SHORT TASK
Would you repeat the listing exactly but omit every picture?

PROVIDED DATA
++++++++++
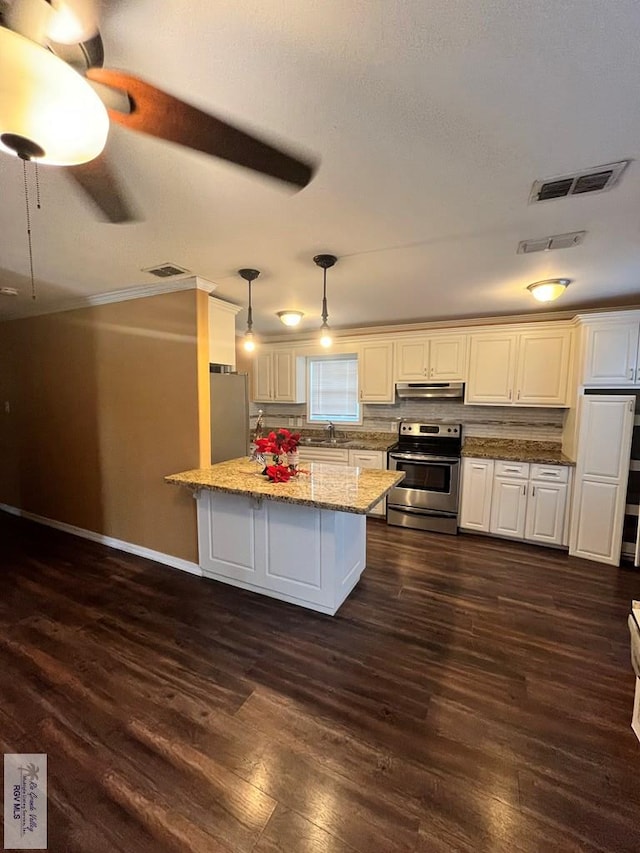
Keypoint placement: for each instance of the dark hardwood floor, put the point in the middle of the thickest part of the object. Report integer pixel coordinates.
(471, 695)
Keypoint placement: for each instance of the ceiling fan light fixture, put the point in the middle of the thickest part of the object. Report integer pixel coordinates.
(290, 318)
(549, 289)
(49, 113)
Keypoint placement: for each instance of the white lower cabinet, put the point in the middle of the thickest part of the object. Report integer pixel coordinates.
(370, 459)
(508, 507)
(515, 499)
(602, 471)
(477, 485)
(546, 507)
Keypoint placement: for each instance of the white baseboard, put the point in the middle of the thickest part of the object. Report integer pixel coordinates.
(119, 544)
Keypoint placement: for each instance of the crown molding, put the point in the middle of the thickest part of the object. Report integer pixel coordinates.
(140, 291)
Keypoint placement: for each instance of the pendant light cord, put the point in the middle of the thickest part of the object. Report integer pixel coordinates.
(249, 313)
(325, 314)
(26, 205)
(35, 165)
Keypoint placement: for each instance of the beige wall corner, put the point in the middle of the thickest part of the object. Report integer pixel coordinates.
(104, 402)
(203, 355)
(244, 364)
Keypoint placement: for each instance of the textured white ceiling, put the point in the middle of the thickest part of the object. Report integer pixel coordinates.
(431, 120)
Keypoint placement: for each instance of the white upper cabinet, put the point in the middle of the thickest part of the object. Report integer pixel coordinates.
(525, 368)
(543, 368)
(375, 372)
(278, 376)
(438, 358)
(611, 353)
(492, 362)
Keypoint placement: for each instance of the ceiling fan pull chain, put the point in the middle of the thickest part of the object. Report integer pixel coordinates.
(26, 205)
(35, 166)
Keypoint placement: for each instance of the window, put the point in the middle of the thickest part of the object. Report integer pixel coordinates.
(333, 389)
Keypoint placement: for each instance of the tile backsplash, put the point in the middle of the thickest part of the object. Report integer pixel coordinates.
(482, 421)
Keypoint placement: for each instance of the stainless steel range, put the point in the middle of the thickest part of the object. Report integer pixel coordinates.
(428, 497)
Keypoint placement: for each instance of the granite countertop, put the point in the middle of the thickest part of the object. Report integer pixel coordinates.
(516, 450)
(336, 487)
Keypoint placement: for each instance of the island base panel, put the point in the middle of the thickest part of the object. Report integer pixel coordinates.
(301, 554)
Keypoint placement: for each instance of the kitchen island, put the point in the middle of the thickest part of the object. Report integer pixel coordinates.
(303, 541)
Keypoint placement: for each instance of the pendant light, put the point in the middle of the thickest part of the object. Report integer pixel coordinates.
(249, 341)
(325, 262)
(549, 289)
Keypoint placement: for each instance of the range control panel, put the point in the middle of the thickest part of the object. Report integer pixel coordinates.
(418, 428)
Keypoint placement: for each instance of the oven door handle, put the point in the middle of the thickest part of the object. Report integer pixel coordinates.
(414, 457)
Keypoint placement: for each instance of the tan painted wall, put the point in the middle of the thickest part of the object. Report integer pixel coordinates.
(105, 401)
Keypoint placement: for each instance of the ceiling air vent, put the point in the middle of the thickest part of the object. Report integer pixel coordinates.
(165, 270)
(595, 180)
(556, 241)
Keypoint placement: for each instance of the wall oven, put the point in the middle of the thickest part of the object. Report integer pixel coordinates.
(428, 497)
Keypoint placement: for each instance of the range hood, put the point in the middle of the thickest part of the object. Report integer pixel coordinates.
(430, 390)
++++++++++
COMPLETED EXERCISE
Keypoint placement: for each instance of the dark hardwood floor, put the point in the middle of the thickest part of the object. Report integer pixel coordinates.
(471, 695)
Keypoint placement: for each instance of the ceiling fan light fixture, put the point in the middle of the thickest part of the object. Report integer pixel coordinates.
(290, 318)
(549, 289)
(49, 113)
Keypoint placement: for each instance of the white lower cabinet, put the point in the middle of the thickest part of the object. Report integer pixel coordinates.
(370, 459)
(508, 507)
(515, 499)
(602, 471)
(477, 485)
(546, 507)
Keypoint placement: for each instance of the white baseboard, put the point in the middle of the thickest part of the object. Report integer pixel coordinates.
(119, 544)
Keypoint placement: for each instance of the crown molding, put the point in the middle of the thickest part of the object. Report integer pixel coordinates.
(140, 291)
Keypoint placement: for each instance of the pendant light cord, put the point in the middle of the thickest part of the object. Report integer pixel coordinates.
(249, 313)
(325, 314)
(26, 205)
(35, 165)
Keypoint placement: for each instance of the beige wall corner, put the point in the middle of the thickest part of the object. Report integer pixel coordinates.
(104, 402)
(203, 355)
(244, 364)
Keypoint placement: for each instance of the textured white ceiling, put the point in the middle of the thickest part of the object. Report integer pixel coordinates.
(431, 120)
Keypoint placement: for each instance of the white upper cabinet, put the point in the middle of the thickest part of the object. Report integer pixel coordinates.
(525, 368)
(543, 368)
(375, 372)
(278, 376)
(438, 358)
(611, 353)
(492, 362)
Keypoint placement: for each instance of the ceiling fan pull chain, put the point in the middle of the thickest part of the object. Report integer pixel coordinates.
(26, 205)
(35, 166)
Keypoint placement: for each instance of the window, put the point in the middle of the thickest part of the object. Report integer pixel coordinates.
(333, 389)
Keypoint placement: for each instance of the tile backsplash, put the point in the middle of the thickest part of the object. Report integer pixel coordinates.
(482, 421)
Keypoint placement: for each instance of the stainless steel range, put the point in the middle of the thickest part of the object. Report integer pixel coordinates.
(428, 497)
Keypoint placement: for each instance of the granite countertop, put the point in the middle of the thickest part of the object. Report integer pixel coordinates.
(516, 450)
(336, 487)
Keypoint placement: for each instance of the island base panel, put the point in the middle of the thickest part of the object. Report integer pixel coordinates.
(301, 554)
Keypoint placement: for each instance of the kitchen island, put the point in the middle of the thickest part of the object. Report integer pixel coordinates.
(303, 541)
Keypoint placement: for each instance of the pendant light, put the point in the middle of the thickest part of the object. Report integer pixel coordinates.
(249, 341)
(325, 262)
(549, 289)
Keypoint placement: for each instance of the range control panel, put the point in the middle of the thickest part of the object. Report integer pixel coordinates.
(418, 428)
Keypoint placement: for each instance of the oven door handle, put the point in the middle of the thickest part of the object. Report integer pixel coordinates.
(414, 457)
Keypoint placement: for each instance of the tan painted wall, put the point in the middle of the thickest part of the object. Report integer pixel coordinates.
(105, 401)
Keypoint placement: for each instance of the ceiling air vent, put the point in the middle of the thickest part of the object. Report integer pixel coordinates.
(165, 270)
(595, 180)
(556, 241)
Keypoint placement: for each instance of the wall oven, put the point in the middle of the thickest part of the object. Report integer pixel coordinates.
(428, 497)
Keypoint placement: for each instance of the range hood, put the point in the middle of the thickest part of the object. Report integer pixel coordinates.
(430, 390)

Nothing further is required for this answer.